START Working data

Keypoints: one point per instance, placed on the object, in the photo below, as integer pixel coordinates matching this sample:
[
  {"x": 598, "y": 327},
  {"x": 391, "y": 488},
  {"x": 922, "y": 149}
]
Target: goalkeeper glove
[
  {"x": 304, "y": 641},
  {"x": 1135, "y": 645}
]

END Working data
START Working data

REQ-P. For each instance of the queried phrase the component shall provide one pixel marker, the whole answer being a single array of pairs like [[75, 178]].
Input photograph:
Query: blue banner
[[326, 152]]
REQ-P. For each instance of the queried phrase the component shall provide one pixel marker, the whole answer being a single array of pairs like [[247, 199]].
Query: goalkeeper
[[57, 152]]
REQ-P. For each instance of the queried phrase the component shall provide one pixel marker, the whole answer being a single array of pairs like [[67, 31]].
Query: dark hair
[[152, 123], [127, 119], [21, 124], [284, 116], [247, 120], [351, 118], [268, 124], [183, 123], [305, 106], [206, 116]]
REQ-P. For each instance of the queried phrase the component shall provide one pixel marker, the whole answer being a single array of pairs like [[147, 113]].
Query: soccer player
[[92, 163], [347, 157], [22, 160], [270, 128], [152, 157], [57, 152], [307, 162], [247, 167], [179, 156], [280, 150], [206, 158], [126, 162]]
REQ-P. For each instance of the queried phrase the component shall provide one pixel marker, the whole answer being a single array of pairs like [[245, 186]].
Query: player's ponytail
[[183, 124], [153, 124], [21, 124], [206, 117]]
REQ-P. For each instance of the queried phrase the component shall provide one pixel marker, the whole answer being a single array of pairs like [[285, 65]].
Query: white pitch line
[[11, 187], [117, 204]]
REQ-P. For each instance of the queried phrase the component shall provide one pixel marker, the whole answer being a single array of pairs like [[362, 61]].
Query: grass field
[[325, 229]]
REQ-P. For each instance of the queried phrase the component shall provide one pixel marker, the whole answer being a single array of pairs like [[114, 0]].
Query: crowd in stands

END Working data

> Work to be completed
Repeat, word for word, the lines above between the line holding "Query: white pitch line" and the line holding "Query: crowd in stands", inclusive; omit everything else.

> Solution to the exercise
Query: white pitch line
[[11, 187], [117, 204]]
REQ-P. For each instance of the queried phrase the component shall provide one pixel marker, the whole answer being a single array of pairs like [[362, 61]].
Query: grass field
[[325, 229]]
REQ-P. For each instance of the queried phrase the component shall provide one pixel marker, the whole answer being a single array of pairs like [[114, 0]].
Query: crowd in stands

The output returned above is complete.